## [Exercise instructions]
An exact copy of all the data is required.

## [Dataset records]
# # #

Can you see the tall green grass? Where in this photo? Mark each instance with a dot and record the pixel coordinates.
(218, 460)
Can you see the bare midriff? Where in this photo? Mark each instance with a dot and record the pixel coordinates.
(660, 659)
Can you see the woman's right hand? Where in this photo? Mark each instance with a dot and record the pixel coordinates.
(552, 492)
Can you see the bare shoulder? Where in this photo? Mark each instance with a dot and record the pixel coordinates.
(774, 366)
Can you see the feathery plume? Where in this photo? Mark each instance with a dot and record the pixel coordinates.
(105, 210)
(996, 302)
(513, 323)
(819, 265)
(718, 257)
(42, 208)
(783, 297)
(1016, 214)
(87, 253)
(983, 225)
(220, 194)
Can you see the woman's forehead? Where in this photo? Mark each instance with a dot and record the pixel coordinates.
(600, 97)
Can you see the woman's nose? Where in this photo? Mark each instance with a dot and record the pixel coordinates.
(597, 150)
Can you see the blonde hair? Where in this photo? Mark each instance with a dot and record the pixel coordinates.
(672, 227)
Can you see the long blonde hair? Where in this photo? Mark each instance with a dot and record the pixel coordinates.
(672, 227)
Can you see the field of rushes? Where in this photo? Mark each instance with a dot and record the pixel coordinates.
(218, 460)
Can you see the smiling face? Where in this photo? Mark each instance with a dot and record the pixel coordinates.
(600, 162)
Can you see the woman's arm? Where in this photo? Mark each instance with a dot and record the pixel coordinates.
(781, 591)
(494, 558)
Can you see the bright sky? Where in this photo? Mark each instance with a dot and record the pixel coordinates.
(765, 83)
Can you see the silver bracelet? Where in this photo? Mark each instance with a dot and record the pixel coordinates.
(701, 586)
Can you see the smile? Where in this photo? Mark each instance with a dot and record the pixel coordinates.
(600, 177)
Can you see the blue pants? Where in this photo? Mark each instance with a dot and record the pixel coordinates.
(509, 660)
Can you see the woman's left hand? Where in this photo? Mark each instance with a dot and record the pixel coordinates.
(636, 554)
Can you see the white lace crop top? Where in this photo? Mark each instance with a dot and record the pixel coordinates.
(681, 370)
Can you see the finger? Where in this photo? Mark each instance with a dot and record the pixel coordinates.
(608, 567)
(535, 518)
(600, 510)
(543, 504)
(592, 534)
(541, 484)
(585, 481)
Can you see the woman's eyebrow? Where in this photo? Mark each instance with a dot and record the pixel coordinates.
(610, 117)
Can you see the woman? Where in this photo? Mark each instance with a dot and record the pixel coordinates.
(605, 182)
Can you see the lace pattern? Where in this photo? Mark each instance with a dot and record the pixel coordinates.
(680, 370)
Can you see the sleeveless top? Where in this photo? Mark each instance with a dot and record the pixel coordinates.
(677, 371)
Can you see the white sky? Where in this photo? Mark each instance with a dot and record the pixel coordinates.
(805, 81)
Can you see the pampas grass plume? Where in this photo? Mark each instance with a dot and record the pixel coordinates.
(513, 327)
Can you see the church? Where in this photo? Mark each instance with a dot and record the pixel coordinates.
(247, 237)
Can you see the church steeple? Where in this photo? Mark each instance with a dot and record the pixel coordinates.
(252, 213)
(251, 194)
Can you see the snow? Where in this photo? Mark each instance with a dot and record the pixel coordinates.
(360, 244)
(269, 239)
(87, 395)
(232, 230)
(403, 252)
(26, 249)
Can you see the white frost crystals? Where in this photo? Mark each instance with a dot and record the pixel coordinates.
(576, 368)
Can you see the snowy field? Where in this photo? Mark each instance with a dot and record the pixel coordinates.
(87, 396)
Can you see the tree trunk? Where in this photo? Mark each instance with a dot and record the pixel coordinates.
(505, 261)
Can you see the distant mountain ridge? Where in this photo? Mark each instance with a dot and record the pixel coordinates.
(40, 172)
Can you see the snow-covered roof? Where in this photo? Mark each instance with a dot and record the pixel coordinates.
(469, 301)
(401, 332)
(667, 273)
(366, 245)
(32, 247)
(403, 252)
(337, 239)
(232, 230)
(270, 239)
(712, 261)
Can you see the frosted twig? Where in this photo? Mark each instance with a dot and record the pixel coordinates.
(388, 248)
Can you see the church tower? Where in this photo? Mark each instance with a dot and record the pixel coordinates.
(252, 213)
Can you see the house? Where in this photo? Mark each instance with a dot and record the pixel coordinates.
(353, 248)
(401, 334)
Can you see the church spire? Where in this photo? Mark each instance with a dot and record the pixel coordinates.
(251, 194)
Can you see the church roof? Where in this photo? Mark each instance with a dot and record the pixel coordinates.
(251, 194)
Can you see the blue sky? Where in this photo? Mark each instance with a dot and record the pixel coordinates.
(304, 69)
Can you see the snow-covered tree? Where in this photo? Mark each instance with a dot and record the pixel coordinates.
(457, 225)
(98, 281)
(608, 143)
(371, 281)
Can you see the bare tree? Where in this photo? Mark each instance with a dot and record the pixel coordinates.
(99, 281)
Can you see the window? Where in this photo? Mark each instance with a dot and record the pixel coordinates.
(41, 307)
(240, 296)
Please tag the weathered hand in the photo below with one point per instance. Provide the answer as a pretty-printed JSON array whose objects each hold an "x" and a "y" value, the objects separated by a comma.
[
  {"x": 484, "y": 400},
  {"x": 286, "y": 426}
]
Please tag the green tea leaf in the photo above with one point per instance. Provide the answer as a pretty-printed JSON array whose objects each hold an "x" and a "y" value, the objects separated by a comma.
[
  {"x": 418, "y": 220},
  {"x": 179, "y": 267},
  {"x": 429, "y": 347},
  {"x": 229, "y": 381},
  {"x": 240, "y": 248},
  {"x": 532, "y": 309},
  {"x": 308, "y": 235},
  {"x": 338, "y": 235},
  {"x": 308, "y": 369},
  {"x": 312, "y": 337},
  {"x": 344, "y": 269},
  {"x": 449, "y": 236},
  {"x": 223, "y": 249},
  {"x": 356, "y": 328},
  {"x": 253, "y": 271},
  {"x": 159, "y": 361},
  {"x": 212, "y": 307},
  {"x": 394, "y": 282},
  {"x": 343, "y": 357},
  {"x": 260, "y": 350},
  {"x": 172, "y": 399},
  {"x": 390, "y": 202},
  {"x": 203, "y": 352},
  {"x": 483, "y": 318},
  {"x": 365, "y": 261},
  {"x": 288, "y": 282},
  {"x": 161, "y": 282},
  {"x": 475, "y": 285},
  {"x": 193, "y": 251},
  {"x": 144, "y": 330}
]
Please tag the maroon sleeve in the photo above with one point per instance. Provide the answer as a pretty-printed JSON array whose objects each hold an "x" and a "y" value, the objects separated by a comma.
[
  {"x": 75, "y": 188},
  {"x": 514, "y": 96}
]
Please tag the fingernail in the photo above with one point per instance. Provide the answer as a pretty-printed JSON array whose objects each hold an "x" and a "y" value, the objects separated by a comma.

# # #

## [Written solution]
Can you see the tall green grass? Where in this photo? Mark each instance with a dot and record the pixel coordinates.
(218, 460)
Can you see the bare midriff? Where in this photo? Mark each instance with a dot and record the pixel coordinates.
(660, 659)
Can you see the woman's right hand? Where in this photo? Mark each instance with a dot and record the pixel coordinates.
(552, 492)
Can you see the bare shoulder? Where in this photo? Mark each instance with a dot and record the pixel coordinates.
(774, 366)
Can you see the feathery plume? Where in this photo? Mark each instance with a dot and record the pixel coordinates.
(105, 210)
(996, 302)
(513, 323)
(819, 265)
(718, 257)
(42, 208)
(783, 297)
(1016, 214)
(87, 253)
(983, 225)
(220, 194)
Can you see the woman's forehead? Where in this photo? Mark each instance with a dot and record the pixel coordinates.
(600, 97)
Can you see the woman's nose? Where in this photo? Mark each instance with a dot and record the pixel coordinates.
(597, 150)
Can you see the blonde hair? Where in this photo? Mark each instance with a dot and record the pixel coordinates.
(672, 227)
Can you see the long blonde hair? Where in this photo? Mark each instance with a dot and record the pixel coordinates.
(672, 227)
Can you see the field of rushes? Where in this photo? Mark each instance with a dot and record the pixel coordinates.
(218, 460)
Can you see the smiling face? Where in this photo? Mark each instance with a dot and record the pixel coordinates.
(600, 162)
Can you see the woman's arm? Where in this photo? Mark each instance with a dot and record the pixel coordinates.
(781, 591)
(494, 558)
Can you see the bright sky? Where in this photo? Mark each instance with a dot and record the pixel coordinates.
(765, 83)
Can you see the silver bracelet? Where in this photo? Mark each instance with a dot and record the pixel coordinates.
(701, 586)
Can you see the smile? Where in this photo? Mark each instance with a dot and record the pixel coordinates.
(600, 177)
Can you see the blue pants? Where in this photo? Mark each instance with a dot and record the pixel coordinates.
(509, 660)
Can you see the woman's left hand? Where in this photo? Mark each instance with a dot and record the pixel coordinates.
(636, 554)
Can you see the white lace crop top? Where in this photo? Mark each instance with a dot and record the pixel coordinates.
(681, 370)
Can you see the finger? Where in this photo? Mark each instance with a dot and record the pixel coordinates.
(608, 567)
(535, 518)
(600, 510)
(543, 504)
(592, 534)
(541, 484)
(585, 481)
Can you see the woman's eyebrow? Where in this photo? Mark each instance with a dot and record the pixel coordinates.
(610, 117)
Can you see the woman? Where in this photo? Mark each instance with a dot and record the pixel coordinates.
(605, 182)
Can you see the lace pattern? Where in this photo? Mark each instance with a dot and record the pixel coordinates.
(680, 370)
Can you see the sleeveless top? Where in this photo? Mark each instance with a dot and record the pixel coordinates.
(677, 371)
Can you see the white sky? Where in this photo? Mark each instance with a dot and record the pixel coordinates.
(805, 81)
Can you see the pampas grass plume? Where in this photo? Mark each instance with a dot and record the pixel coordinates.
(513, 327)
Can you see the church? Where in this photo? Mark each instance with a dot and record the pixel coordinates.
(247, 237)
Can you see the church steeple? Where in this photo? Mark each instance with a dot and record the pixel coordinates.
(252, 213)
(251, 194)
Can you see the snow? Where in this photo? Mark each instance with a dot and record the pixel coordinates.
(360, 244)
(269, 239)
(87, 395)
(232, 230)
(403, 252)
(26, 249)
Can you see the white frost crystals? Where in this photo? Mark each instance with a dot and record the pixel coordinates.
(576, 368)
Can you see the snowy field? Where in this photo? Mark each instance with a dot and record the pixel coordinates.
(87, 396)
Can you see the tree trunk? Where in this photo? Mark each instance with a dot and record the pixel coordinates.
(505, 261)
Can you see the distant mountain ridge? Where in this photo? Mark each instance with a dot and record the pixel coordinates.
(40, 172)
Can you see the snow-covered roof? Where in this photo? Mark each instance with a dot and record the pixel coordinates.
(469, 301)
(401, 332)
(667, 273)
(366, 245)
(32, 247)
(403, 252)
(337, 239)
(232, 230)
(270, 239)
(712, 261)
Can you see the frosted twig? Where in this photo? Mark each instance with a dot and record the pixel coordinates.
(388, 248)
Can you see the church tower? Where in this photo? Mark each instance with a dot and record the pixel coordinates.
(252, 213)
Can you see the house? Where in this photo? Mark each instance with a dot and record the pixel coordinates.
(353, 248)
(401, 334)
Can you see the church spire? Where in this photo? Mark each instance with a dot and record the pixel coordinates.
(251, 194)
Can you see the church roof? Where in this photo? Mark each instance with a dot and record the pixel coordinates.
(251, 194)
Can you see the blue sky? Where in this photo? Mark each instance with a dot and record the pixel coordinates.
(304, 69)
Can you see the snow-covered tree? Where in this photo? Mark each instance with a dot and record the pixel coordinates.
(457, 225)
(98, 281)
(608, 143)
(371, 281)
Can you see the bare tree? Where in this photo? Mark each instance with a dot and record the pixel coordinates.
(99, 281)
Can you see the window? Where in this photo? Mark each instance with a dot and record the pixel coordinates.
(41, 307)
(240, 296)
Please tag the weathered hand in the photo below with one point per instance. Provide the answer as a pretty-printed JSON array whose objects each hold an "x" and a "y" value, the objects separated by a comma.
[
  {"x": 484, "y": 400},
  {"x": 286, "y": 426}
]
Please tag the green tea leaf in the photo above with one point per instance. Provide the answer as a pretty-printed JSON array whose objects each hold an "x" and a "y" value, the objects separated by a comma.
[
  {"x": 418, "y": 220},
  {"x": 179, "y": 267},
  {"x": 429, "y": 347},
  {"x": 229, "y": 381},
  {"x": 240, "y": 248},
  {"x": 532, "y": 309},
  {"x": 308, "y": 235},
  {"x": 338, "y": 235},
  {"x": 308, "y": 369},
  {"x": 312, "y": 337},
  {"x": 344, "y": 269},
  {"x": 449, "y": 236},
  {"x": 223, "y": 249},
  {"x": 356, "y": 328},
  {"x": 253, "y": 271},
  {"x": 159, "y": 361},
  {"x": 212, "y": 307},
  {"x": 394, "y": 282},
  {"x": 343, "y": 357},
  {"x": 260, "y": 350},
  {"x": 172, "y": 399},
  {"x": 390, "y": 202},
  {"x": 203, "y": 352},
  {"x": 483, "y": 318},
  {"x": 365, "y": 261},
  {"x": 288, "y": 282},
  {"x": 161, "y": 282},
  {"x": 475, "y": 285},
  {"x": 193, "y": 251},
  {"x": 144, "y": 330}
]
Please tag the maroon sleeve in the photo above with one point per instance. Provide the answer as a pretty-printed JSON array whose objects each hold an "x" and a "y" value, the objects separated by a comma.
[
  {"x": 75, "y": 188},
  {"x": 514, "y": 96}
]
Please tag the fingernail in the photo above with one point per instance. Provide the answer as a pretty-printed JSON array whose objects each hold an "x" and a "y" value, the objects separated by a comma.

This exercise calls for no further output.